Aim of the task: Extract all of the data and reproduce it precisely.

Material for the task:
===============

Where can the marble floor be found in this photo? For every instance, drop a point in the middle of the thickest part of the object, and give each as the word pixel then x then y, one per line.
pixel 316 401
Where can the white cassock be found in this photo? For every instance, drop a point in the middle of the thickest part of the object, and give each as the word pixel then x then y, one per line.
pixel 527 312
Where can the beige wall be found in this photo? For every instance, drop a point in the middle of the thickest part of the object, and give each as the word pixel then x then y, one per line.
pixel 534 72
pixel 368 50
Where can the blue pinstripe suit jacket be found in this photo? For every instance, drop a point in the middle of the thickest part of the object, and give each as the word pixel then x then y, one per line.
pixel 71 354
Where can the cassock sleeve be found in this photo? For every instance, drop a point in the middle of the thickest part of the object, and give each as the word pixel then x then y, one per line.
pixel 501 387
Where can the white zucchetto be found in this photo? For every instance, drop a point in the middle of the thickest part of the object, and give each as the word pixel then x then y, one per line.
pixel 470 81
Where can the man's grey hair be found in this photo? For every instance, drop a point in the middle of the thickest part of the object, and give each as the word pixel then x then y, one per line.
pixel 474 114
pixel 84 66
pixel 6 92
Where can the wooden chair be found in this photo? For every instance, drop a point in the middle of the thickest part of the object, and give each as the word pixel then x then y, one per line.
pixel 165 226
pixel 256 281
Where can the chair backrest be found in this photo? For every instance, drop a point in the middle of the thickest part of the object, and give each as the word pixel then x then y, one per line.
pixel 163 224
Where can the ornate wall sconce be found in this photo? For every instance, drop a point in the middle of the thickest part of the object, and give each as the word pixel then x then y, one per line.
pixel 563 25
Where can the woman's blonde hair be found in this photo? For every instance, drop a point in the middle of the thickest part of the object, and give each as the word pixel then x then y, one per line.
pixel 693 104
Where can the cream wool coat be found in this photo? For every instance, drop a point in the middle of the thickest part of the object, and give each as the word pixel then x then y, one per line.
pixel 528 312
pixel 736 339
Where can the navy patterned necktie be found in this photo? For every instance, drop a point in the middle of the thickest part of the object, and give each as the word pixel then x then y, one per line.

===============

Exercise solution:
Where can the marble floor be found in this photo? For every instance, drop a point in the middle of the thickest part of the object, and give each as the word pixel then x then y, one per line.
pixel 316 401
Where can the white cassock be found in this photo? For every instance, drop a point in the middle of the thickest part of the object, and give each as the word pixel then x then y, one per line.
pixel 527 312
Where can the beige wall be found in this photo? For every instance, drop a point in the middle of the thickest part of the object, and give each as the word pixel then x then y, one per line.
pixel 534 72
pixel 368 50
Where can the blue pinstripe suit jacket be found in this photo? For every instance, drop a point in the middle of the thickest part of the object, and give each as the word pixel then x then y, one per line.
pixel 71 354
Where can the cassock sleeve be found in this photo? For every instance, drop a point in the middle of the thickest part of the object, and give each as the word pixel then x then y, one per line.
pixel 501 387
Where can the white zucchetto be found in this photo? For every instance, drop a point in the middle of the thickest part of the object, and give each as the word pixel then x then y, one per line.
pixel 470 81
Where can the man's grey hair be found in this photo? For every instance, drop a point in the middle of the thickest part of the object, and give each as the word pixel then x then y, one per line.
pixel 474 114
pixel 84 66
pixel 6 92
Where can the wooden chair be found in this photo? For every instance, drop a point in the middle of the thickest part of the object, and give each as the word pixel then x then y, one per line.
pixel 165 226
pixel 256 281
Where can the chair backrest be found in this photo? For every instance, drop a point in the middle of the thickest part of the object, and give each as the word pixel then x then y, one per line.
pixel 163 224
Where can the ornate wall sconce be found in this photo? For every instance, drop a point in the middle of the thickest part of the object, and give each as the word pixel then x then y, one per line.
pixel 563 25
Where can the woman's blonde hair be found in this photo? For every instance, drop a point in the middle of the thickest part of the object, and give each as the word pixel then x then y, one per line.
pixel 693 104
Where can the cream wool coat be found in this photo? For every instance, drop a point in the middle of the thickest part of the object, and give each as the word pixel then x then y, one per line.
pixel 528 312
pixel 736 339
Where can the navy patterned necktie be found in this photo? For every instance, drop a point in the middle of the thickest part of the object, and give each as the word pixel then x then y, one per line.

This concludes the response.